• Exercise requirements:
Print all records exactly, leaving nothing out.

++++ Extracted data ++++

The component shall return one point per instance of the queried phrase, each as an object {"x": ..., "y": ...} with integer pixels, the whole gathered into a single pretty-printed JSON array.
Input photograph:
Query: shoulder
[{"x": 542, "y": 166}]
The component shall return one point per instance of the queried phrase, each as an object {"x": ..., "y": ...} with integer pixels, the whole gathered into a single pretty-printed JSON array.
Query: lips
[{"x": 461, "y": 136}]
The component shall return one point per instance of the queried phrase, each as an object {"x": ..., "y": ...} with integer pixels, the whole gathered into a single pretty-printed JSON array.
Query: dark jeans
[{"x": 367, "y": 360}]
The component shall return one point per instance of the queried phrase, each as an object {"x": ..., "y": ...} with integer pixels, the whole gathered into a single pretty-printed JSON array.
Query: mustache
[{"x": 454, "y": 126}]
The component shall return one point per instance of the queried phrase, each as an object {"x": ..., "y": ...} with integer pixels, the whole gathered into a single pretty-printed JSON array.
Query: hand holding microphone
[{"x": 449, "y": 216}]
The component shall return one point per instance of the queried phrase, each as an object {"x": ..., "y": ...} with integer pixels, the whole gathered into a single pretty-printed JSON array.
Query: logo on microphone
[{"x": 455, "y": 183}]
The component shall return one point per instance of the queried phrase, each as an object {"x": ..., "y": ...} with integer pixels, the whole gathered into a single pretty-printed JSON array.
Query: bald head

++++

• The completed task:
The component shall return one point per instance of the queried phrase, each as an object {"x": ..., "y": ...} with integer pixels, the whole gathered into a single pretty-printed JSON array.
Input photograph:
Query: shoulder
[{"x": 542, "y": 166}]
The component shall return one point per instance of the queried phrase, each as an object {"x": ..., "y": ...} with integer pixels, the whole gathered into a single pretty-printed JSON array.
Query: lips
[{"x": 461, "y": 136}]
The component shall return one point per instance of the queried phrase, each as an object {"x": ..., "y": ...} with integer pixels, the whole gathered into a single pretty-printed JSON array.
Query: dark jeans
[{"x": 367, "y": 360}]
The component shall return one point per instance of the queried phrase, each as an object {"x": ..., "y": ...} with integer pixels, the whole gathered into a single pretty-printed JSON array.
Query: mustache
[{"x": 454, "y": 126}]
The component shall return one point per instance of the queried phrase, each as an object {"x": ..., "y": ...} with integer pixels, the whole gathered into a single pretty-printed JSON array.
Query: hand holding microphone
[{"x": 449, "y": 216}]
The component shall return one point per instance of the queried phrase, each as an object {"x": ..., "y": ...} with integer pixels, the whole gathered into a single pretty-printed JSON array.
Query: logo on microphone
[{"x": 455, "y": 183}]
The component shall return one point per instance of the queried phrase, each as an object {"x": ..., "y": ...} with integer pixels, the whole gathered into a single pretty-printed JSON array.
Query: bald head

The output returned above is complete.